## [TEXTO DE PÁGINA]
* * * * * * *

Contrariamente a lo afirmado por Williams, el discurso médico-científico no ha dejado de descubrir (¿o habría que decir inventar?) nuevos órganos del cuerpo durante los dos últimos siglos. Ocurrió con el descubrimiento del clítoris en el siglo XVI, con el descubrimiento de las trompas de Falopio en el siglo XVIII, con el óvulo y el espermatozoide en el siglo XIX… la lista sería interminable. Lejos de lo que podríamos imaginar, que nuevos órganos puedan ser descubiertos (o inventados) no es una mala noticia, sino todo lo contrario.

* * * * * * *

## [QUÉ SE PIDE]
Reanude el texto sobre el descubrimiento de nuevos órganos por el discurso médico-científico, prosiguiendo tras su última oración.

Entradas de datos almacenadas
* * * * * * *

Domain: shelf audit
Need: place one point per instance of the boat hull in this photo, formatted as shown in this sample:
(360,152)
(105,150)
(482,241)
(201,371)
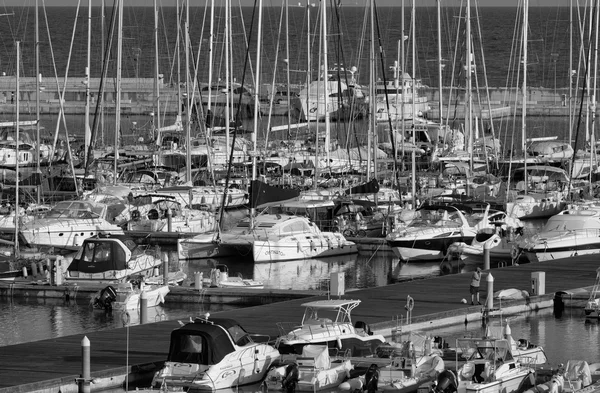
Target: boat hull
(428,249)
(286,250)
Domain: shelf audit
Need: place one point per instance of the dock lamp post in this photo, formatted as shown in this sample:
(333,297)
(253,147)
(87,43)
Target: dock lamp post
(554,60)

* * * * * * *

## [RESPUESTA ESPERADA]
Lo que la polémica actual por el descubrimiento del "intersticio" pone de manifiesto es la lucha entre dos epistemologías del cuerpo. Del mismo modo que Karl Popper elaboró la distinción introducida por Henri Bergson para diferenciar las “sociedades abiertas” de las “cerradas”, podríamos decir que hay dos epistemologías del cuerpo humano según las cuales los cuerpos podrían ser considerados como “cuerpos abiertos” o “cuerpos cerrados”. En las epistemologías del “cuerpo cerrado,” el cuerpo es entendido como una entidad sagrada, determinada por leyes naturales, una anatomía finita, un territorio absolutamente cartografiado, un espacio vallado (y dicho sea de paso, mercantilizado), en el que la ciencia puede intervenir para afinar la representación, pero cuya definición formal y funcional está acotada. Frente a ésta, existe una epistemología del “cuerpo abierto” según la cual el cuerpo está siendo redefinido y modificado constantemente por sus usos sociales y su relación con el lenguaje y la tecnología.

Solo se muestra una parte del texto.